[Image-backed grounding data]
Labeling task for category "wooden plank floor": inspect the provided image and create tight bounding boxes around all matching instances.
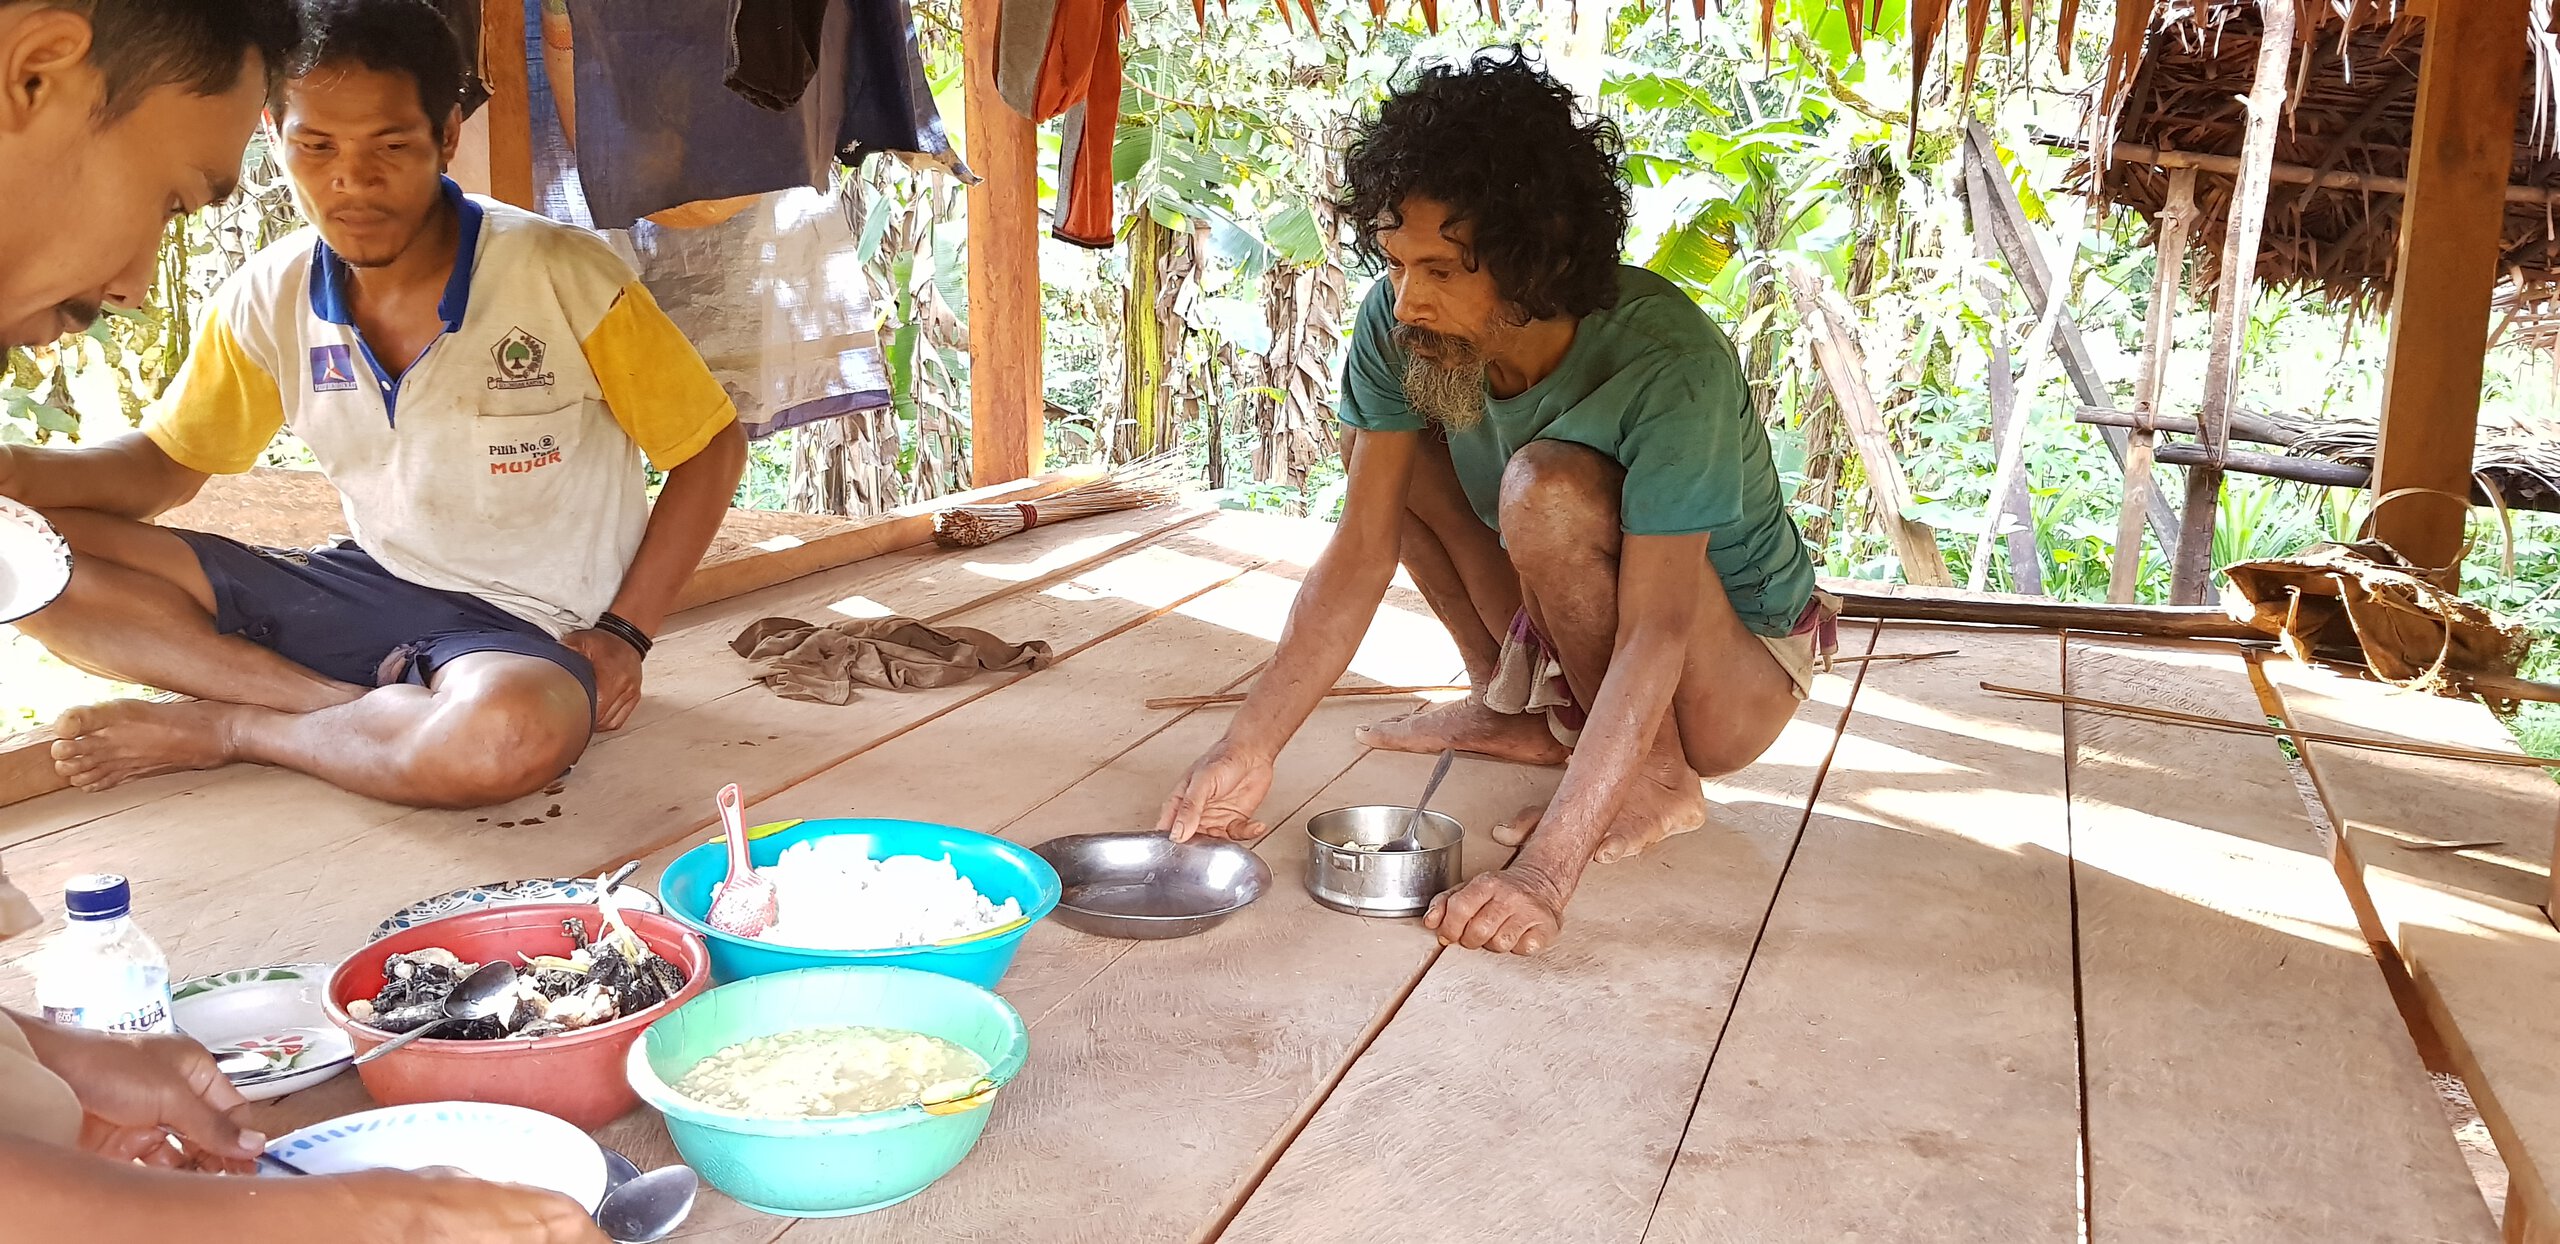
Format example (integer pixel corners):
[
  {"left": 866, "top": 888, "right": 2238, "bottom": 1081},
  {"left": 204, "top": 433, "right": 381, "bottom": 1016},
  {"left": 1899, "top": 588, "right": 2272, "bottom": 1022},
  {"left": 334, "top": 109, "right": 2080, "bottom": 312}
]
[
  {"left": 0, "top": 512, "right": 2499, "bottom": 1241},
  {"left": 2256, "top": 658, "right": 2560, "bottom": 1242}
]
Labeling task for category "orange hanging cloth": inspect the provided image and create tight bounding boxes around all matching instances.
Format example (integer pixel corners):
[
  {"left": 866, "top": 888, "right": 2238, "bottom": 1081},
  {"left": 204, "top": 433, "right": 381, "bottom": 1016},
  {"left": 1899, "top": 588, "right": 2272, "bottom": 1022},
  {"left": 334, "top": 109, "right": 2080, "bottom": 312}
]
[{"left": 997, "top": 0, "right": 1129, "bottom": 247}]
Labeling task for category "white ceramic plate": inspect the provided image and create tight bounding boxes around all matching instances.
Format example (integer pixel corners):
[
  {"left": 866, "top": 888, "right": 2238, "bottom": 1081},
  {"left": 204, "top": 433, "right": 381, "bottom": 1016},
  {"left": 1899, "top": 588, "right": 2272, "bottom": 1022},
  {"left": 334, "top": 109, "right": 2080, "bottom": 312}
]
[
  {"left": 0, "top": 496, "right": 69, "bottom": 625},
  {"left": 171, "top": 963, "right": 354, "bottom": 1102},
  {"left": 262, "top": 1102, "right": 608, "bottom": 1212},
  {"left": 369, "top": 876, "right": 662, "bottom": 942}
]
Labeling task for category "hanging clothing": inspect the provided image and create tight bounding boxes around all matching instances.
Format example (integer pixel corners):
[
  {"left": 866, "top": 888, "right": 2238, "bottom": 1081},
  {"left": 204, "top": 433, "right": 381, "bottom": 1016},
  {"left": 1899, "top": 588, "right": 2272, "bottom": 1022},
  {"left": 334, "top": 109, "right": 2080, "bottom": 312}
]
[
  {"left": 558, "top": 0, "right": 967, "bottom": 230},
  {"left": 609, "top": 184, "right": 890, "bottom": 437},
  {"left": 725, "top": 0, "right": 829, "bottom": 111},
  {"left": 995, "top": 0, "right": 1127, "bottom": 248}
]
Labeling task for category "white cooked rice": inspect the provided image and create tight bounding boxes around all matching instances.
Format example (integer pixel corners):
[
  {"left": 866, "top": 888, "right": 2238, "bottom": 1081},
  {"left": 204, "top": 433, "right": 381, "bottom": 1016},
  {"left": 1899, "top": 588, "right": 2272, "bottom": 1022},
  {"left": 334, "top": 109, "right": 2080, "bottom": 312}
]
[{"left": 755, "top": 837, "right": 1023, "bottom": 951}]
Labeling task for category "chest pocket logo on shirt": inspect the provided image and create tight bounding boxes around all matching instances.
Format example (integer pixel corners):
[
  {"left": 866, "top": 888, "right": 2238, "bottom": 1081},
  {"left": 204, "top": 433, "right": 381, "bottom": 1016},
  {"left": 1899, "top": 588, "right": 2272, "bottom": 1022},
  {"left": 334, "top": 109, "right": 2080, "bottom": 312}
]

*EXERCISE OBJECTIVE:* Lines holding the string "instances" must be copied out of the entries above.

*SOLUTION:*
Labeling task for category "wooden plank floor": inspect the provided image and create tight bounding boxes around all matching instances.
Labeling task for category "orange hanging cloth": inspect the provided image and create tight bounding boxes around all matching instances.
Labeling task for category "white ceramic plate": inspect the provided image and create tight bounding boxes around all matching instances.
Labeling task for category "hanging clothing": inspect the provided image and create tight bounding boxes around all matching instances.
Labeling task for category "white cooked rice": inspect the provided image and create tight bounding boxes around all matching instances.
Labeling task for category "chest pocket logo on shirt": inspect the provided image and create tight bounding boxes around all matching instances.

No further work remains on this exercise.